Dataset rows:
++++

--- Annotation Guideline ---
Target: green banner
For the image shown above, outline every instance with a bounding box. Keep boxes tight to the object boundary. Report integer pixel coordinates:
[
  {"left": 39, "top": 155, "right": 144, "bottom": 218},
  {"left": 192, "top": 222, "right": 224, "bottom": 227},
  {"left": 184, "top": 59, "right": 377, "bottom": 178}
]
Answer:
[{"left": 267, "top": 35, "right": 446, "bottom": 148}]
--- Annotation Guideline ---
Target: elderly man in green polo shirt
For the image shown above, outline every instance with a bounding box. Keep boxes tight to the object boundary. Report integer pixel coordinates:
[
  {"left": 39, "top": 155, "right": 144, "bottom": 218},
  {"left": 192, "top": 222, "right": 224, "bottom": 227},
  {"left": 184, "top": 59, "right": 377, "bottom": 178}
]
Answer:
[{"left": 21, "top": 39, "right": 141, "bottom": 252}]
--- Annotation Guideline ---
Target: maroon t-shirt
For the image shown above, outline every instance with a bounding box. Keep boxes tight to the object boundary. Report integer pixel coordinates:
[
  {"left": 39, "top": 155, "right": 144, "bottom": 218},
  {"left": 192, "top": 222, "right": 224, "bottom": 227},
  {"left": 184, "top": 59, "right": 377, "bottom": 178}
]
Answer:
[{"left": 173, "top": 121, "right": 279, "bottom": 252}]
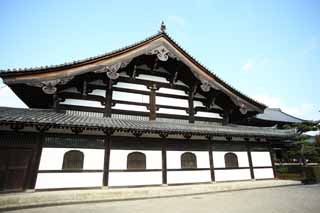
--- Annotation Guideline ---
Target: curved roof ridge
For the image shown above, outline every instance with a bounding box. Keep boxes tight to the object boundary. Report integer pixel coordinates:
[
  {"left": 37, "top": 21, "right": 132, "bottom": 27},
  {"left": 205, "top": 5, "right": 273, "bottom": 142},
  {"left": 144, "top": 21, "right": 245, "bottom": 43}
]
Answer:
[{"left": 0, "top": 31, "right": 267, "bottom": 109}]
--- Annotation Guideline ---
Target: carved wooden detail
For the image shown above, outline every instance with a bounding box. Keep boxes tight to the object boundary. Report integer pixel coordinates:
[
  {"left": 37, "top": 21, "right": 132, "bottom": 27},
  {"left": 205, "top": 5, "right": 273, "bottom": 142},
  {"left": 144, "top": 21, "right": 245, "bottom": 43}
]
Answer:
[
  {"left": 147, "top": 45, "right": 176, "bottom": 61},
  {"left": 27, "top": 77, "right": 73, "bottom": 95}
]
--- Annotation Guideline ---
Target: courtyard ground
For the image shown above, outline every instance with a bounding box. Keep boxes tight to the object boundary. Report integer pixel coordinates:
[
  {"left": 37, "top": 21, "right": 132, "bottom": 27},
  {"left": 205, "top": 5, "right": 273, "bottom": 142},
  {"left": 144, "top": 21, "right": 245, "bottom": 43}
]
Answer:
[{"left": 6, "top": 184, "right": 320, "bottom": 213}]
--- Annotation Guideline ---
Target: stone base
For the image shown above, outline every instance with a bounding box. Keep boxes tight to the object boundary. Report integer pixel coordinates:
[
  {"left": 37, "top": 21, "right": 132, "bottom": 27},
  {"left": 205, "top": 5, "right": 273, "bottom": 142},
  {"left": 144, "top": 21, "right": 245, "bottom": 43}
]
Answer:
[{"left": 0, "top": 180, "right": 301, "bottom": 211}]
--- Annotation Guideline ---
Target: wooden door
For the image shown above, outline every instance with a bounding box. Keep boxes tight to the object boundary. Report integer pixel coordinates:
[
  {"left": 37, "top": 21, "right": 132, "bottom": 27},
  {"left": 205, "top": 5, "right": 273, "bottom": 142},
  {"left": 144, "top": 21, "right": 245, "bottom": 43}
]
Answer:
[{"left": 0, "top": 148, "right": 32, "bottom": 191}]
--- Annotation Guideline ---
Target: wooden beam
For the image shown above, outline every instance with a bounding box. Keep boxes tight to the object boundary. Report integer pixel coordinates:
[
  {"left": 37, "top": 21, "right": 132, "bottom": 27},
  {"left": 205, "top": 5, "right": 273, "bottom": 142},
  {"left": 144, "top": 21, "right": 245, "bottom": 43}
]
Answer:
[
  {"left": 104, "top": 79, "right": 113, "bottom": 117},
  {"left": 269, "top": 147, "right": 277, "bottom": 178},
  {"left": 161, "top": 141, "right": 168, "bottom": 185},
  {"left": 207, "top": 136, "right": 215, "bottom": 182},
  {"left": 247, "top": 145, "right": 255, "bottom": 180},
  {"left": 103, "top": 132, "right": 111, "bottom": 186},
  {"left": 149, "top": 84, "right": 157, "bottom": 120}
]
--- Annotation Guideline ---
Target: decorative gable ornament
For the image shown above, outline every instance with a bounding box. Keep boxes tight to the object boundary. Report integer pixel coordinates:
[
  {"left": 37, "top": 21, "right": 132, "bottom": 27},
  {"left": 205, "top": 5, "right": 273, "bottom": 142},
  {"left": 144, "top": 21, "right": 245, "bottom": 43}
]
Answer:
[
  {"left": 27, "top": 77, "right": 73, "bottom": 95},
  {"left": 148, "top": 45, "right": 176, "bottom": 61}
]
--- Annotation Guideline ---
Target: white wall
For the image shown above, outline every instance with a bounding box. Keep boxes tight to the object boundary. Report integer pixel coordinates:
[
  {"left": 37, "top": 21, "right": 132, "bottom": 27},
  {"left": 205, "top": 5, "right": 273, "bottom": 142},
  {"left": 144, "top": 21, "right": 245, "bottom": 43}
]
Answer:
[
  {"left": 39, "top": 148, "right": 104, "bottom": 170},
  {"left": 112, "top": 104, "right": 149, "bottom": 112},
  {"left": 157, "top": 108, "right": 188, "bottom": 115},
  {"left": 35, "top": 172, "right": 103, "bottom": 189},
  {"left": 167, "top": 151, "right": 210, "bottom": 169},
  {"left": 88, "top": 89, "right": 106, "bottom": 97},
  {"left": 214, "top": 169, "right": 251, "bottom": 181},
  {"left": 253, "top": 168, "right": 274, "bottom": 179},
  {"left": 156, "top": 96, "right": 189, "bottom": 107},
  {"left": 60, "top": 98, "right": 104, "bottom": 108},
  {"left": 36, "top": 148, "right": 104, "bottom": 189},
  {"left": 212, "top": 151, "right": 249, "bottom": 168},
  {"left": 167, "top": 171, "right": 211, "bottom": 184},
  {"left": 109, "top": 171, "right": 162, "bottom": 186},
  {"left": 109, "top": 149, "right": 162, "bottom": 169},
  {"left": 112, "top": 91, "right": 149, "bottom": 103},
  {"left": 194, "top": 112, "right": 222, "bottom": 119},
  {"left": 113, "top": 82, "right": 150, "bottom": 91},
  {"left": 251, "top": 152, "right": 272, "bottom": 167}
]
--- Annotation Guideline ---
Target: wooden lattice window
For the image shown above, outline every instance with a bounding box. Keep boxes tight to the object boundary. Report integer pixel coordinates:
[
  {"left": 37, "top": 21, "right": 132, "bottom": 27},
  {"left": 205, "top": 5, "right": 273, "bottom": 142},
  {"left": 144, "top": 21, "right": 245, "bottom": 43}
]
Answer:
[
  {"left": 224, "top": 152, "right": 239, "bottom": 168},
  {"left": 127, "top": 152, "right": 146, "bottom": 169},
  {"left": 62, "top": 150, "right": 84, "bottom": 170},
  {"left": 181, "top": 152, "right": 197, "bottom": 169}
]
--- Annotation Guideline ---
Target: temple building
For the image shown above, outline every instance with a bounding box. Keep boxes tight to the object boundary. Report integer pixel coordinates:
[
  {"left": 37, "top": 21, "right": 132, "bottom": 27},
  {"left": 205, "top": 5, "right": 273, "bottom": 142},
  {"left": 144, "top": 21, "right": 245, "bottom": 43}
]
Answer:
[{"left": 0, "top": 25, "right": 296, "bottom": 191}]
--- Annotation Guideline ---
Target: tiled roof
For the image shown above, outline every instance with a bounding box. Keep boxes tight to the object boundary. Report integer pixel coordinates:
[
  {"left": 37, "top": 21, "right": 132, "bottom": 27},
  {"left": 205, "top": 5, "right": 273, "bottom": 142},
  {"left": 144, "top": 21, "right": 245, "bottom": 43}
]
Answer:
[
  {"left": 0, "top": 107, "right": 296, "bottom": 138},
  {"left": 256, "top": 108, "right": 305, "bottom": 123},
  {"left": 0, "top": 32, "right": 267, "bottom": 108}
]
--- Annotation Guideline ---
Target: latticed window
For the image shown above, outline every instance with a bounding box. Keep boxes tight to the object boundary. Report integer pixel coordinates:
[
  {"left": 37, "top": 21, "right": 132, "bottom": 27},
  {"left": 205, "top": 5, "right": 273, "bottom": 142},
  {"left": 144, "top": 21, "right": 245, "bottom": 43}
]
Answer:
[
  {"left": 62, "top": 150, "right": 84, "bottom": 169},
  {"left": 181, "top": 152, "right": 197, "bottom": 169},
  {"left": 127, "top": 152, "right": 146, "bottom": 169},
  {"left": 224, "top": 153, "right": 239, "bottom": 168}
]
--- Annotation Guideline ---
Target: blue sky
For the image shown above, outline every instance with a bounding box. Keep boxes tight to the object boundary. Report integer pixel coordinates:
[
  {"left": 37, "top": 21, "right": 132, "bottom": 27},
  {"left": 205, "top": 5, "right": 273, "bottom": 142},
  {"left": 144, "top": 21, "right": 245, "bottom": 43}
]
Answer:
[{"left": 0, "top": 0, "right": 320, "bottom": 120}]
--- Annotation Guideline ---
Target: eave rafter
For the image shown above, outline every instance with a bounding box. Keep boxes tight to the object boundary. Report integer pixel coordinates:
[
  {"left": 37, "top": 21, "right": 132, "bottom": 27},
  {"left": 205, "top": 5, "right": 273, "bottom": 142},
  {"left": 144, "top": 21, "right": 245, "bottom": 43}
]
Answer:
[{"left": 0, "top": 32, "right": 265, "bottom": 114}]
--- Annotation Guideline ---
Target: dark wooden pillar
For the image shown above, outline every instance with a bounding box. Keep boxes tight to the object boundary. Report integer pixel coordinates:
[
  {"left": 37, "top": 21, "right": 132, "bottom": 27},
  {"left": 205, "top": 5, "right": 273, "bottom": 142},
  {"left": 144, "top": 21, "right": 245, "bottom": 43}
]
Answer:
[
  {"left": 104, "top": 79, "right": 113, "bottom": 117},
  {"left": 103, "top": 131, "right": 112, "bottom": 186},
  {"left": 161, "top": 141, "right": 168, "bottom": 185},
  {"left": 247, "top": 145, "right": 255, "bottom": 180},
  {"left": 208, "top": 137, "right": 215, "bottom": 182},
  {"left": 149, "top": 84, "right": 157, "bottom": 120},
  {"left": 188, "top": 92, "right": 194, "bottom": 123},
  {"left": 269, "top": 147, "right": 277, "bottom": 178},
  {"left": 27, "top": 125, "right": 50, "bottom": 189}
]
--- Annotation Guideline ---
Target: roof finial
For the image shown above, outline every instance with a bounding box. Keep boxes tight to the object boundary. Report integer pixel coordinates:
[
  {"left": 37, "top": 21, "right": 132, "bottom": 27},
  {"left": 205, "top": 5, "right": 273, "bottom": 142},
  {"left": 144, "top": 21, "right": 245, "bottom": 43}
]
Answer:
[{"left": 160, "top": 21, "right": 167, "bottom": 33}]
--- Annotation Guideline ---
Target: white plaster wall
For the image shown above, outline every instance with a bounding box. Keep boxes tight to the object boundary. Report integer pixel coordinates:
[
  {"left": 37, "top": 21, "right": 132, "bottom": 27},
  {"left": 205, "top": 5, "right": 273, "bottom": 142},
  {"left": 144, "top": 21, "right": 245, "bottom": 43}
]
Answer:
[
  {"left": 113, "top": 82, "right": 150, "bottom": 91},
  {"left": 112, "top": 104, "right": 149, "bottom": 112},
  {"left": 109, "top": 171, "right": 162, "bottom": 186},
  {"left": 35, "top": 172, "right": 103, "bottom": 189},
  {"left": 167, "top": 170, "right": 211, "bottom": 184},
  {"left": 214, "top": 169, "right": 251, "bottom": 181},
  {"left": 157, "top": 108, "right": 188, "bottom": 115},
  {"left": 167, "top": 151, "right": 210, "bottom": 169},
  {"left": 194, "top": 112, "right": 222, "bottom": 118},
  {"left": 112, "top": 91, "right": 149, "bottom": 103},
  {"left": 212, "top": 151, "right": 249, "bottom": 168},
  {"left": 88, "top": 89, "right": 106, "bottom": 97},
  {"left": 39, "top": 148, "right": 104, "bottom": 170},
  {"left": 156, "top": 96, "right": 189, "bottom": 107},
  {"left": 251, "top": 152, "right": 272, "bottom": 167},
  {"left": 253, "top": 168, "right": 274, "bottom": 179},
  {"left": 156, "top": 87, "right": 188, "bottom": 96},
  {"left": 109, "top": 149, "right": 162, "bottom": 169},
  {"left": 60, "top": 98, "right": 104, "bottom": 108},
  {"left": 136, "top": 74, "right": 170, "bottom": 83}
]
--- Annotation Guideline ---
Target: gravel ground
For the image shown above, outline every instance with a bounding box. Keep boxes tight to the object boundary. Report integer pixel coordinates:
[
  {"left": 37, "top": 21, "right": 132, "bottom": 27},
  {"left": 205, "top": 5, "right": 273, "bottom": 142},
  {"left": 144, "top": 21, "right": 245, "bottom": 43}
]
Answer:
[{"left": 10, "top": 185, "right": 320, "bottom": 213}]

++++

What this task involves => Report every line of the dataset rows above that contains the word "white", copying each such line in full. Treat uppercase and lowercase as different, so only matches with the same case count.

Reply to the exercise =>
Target: white wall
Target: white plaster wall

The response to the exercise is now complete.